begin Data provided

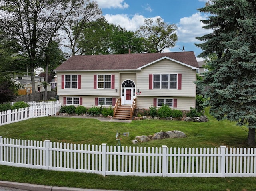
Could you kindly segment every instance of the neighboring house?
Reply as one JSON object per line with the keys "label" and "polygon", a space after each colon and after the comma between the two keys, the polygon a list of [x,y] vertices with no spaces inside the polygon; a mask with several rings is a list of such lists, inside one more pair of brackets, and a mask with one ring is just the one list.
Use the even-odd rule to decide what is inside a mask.
{"label": "neighboring house", "polygon": [[57,74],[53,77],[52,81],[49,83],[51,85],[51,90],[55,89],[57,87]]}
{"label": "neighboring house", "polygon": [[[44,88],[43,85],[44,78],[44,77],[41,76],[35,76],[36,91],[41,92],[44,91]],[[22,88],[19,90],[19,95],[26,95],[26,94],[32,93],[32,86],[31,85],[31,77],[30,76],[26,75],[16,75],[14,77],[13,80],[15,84],[20,84],[23,87]],[[50,84],[48,84],[47,91],[50,91],[50,86],[51,85]]]}
{"label": "neighboring house", "polygon": [[136,98],[137,109],[189,110],[198,69],[193,52],[73,56],[55,70],[57,93],[64,105],[108,107],[120,98],[130,107]]}
{"label": "neighboring house", "polygon": [[203,61],[198,62],[199,69],[196,70],[196,73],[199,74],[200,76],[204,76],[204,73],[208,71],[208,69],[204,68],[205,63]]}

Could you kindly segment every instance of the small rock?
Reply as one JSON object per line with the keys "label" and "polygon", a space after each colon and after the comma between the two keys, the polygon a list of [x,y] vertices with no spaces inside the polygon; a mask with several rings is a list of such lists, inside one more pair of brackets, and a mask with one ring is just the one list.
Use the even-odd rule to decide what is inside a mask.
{"label": "small rock", "polygon": [[132,142],[134,144],[136,144],[137,143],[139,143],[139,142],[138,141],[137,139],[134,139],[132,141]]}

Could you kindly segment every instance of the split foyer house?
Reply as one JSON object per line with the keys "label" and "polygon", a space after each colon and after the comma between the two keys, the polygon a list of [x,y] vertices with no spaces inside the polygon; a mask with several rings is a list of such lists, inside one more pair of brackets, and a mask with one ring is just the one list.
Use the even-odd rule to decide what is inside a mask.
{"label": "split foyer house", "polygon": [[57,93],[64,105],[189,110],[198,69],[193,52],[73,56],[55,70]]}

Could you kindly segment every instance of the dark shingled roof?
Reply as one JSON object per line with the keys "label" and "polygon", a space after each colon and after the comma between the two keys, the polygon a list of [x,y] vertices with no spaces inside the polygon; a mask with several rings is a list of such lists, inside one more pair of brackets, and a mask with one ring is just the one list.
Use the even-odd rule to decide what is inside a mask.
{"label": "dark shingled roof", "polygon": [[60,71],[132,70],[167,57],[198,68],[193,52],[72,56],[55,69]]}

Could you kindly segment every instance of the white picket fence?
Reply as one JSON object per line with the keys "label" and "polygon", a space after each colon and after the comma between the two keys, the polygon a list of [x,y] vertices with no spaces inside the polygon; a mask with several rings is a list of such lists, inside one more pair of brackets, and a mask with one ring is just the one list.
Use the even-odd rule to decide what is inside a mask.
{"label": "white picket fence", "polygon": [[56,115],[61,104],[58,102],[30,102],[30,106],[0,112],[0,125],[30,118]]}
{"label": "white picket fence", "polygon": [[0,165],[102,175],[256,177],[256,148],[120,147],[3,138]]}

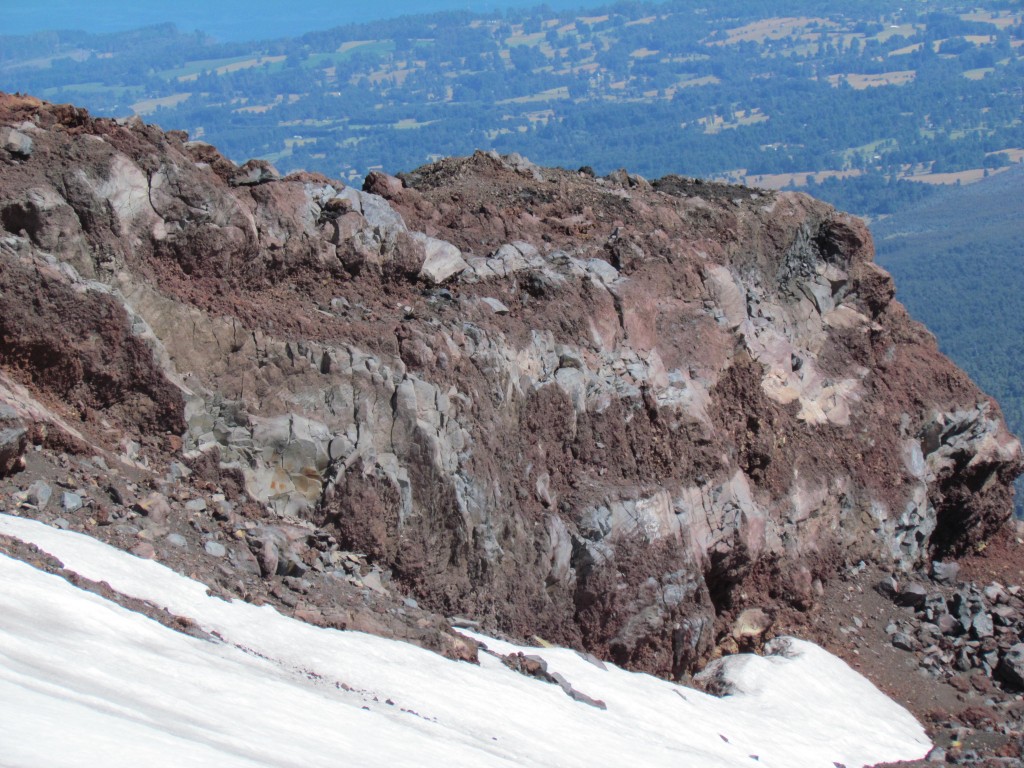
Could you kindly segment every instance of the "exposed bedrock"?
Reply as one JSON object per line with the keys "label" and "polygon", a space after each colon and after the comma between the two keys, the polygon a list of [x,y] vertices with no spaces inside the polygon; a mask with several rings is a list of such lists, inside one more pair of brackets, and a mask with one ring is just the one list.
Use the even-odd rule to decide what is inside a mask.
{"label": "exposed bedrock", "polygon": [[0,124],[20,423],[212,457],[434,610],[679,676],[749,580],[807,608],[1010,514],[997,406],[805,196],[484,154],[354,189],[25,97]]}

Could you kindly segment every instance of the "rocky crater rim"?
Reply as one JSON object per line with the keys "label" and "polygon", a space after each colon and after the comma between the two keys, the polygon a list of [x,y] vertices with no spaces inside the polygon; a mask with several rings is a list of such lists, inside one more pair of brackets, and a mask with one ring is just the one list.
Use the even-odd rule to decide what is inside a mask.
{"label": "rocky crater rim", "polygon": [[355,189],[25,96],[0,126],[4,473],[229,479],[429,610],[670,677],[1011,513],[998,407],[806,196],[493,153]]}

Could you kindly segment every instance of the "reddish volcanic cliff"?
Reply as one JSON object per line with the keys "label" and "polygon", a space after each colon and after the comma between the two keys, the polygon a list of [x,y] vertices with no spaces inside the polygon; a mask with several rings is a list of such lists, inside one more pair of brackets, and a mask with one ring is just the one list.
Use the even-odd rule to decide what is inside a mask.
{"label": "reddish volcanic cliff", "polygon": [[358,190],[17,96],[0,190],[0,469],[308,621],[680,676],[1010,514],[998,408],[803,195],[484,154]]}

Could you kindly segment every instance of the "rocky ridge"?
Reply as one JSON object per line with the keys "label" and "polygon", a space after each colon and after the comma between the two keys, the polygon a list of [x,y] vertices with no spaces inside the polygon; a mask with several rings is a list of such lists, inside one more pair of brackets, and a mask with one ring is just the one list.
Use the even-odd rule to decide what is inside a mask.
{"label": "rocky ridge", "polygon": [[997,406],[805,196],[486,154],[354,189],[29,97],[0,124],[8,511],[225,595],[680,678],[1010,514]]}

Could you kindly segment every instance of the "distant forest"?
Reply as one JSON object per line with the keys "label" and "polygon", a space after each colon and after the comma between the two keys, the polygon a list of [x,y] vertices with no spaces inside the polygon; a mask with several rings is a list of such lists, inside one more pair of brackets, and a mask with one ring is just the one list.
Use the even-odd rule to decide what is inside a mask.
{"label": "distant forest", "polygon": [[[968,212],[965,215],[965,212]],[[896,297],[1024,435],[1024,167],[946,189],[873,226]],[[1024,516],[1024,481],[1017,509]]]}
{"label": "distant forest", "polygon": [[1022,0],[565,5],[6,35],[0,90],[353,184],[494,148],[805,189],[872,220],[899,298],[1024,431]]}
{"label": "distant forest", "polygon": [[670,0],[260,42],[49,32],[0,38],[0,88],[353,182],[495,148],[600,173],[810,180],[878,216],[928,196],[922,179],[1020,161],[1022,16],[1020,0]]}

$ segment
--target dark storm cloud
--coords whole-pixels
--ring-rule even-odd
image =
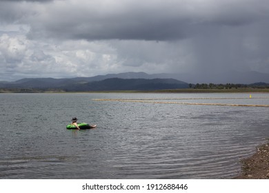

end Data provided

__Description of the task__
State how many lines of the items above contain the word "white", giving only the number.

__Solution to this problem__
3